» **ACTIVITY**: Quote every entry word for word.

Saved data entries
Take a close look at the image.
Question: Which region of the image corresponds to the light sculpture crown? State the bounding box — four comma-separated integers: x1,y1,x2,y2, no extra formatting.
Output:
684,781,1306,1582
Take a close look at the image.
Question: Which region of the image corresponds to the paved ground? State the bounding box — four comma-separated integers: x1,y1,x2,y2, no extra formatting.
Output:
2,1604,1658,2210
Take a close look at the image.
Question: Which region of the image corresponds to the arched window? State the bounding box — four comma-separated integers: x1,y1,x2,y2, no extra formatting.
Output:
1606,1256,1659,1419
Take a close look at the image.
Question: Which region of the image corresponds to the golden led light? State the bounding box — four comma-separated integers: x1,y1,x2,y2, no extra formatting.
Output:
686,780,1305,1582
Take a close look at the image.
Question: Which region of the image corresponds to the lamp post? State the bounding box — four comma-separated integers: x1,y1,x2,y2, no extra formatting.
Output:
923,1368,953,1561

» **THE ANSWER**:
Take a close look at the image.
Question: Which region of the image corresponds to the light sculpture crown? State the bounding box — four comma-separated integers: x1,y1,x2,y2, no extra formatting.
Output:
684,781,1306,1582
Take a close look at the image.
Question: Which region of the image corresponds to the paved ground? State the bounding box — four comma-separated integers: x1,y1,x2,y2, no extra formatting.
Output:
2,1604,1658,2210
Take a close look at the image.
Question: Which region of the image corresponds to the arched window? State the bounding box — four comma-separated integers: x1,y1,x2,y2, no extra formatting.
Output:
1606,1256,1659,1419
Take a close look at the image.
Question: Which region of the image corresponds to the golden led light? State the bounding box — four comma-separated integers: x1,y1,x2,y2, no extra formatting.
Output:
686,780,1305,1582
Take a close look at the image.
Question: Which region of the image corresponds to the lamp post? State the bounding box — four comma-separated integers: x1,y1,x2,y2, no extra formatting.
Output:
923,1368,953,1561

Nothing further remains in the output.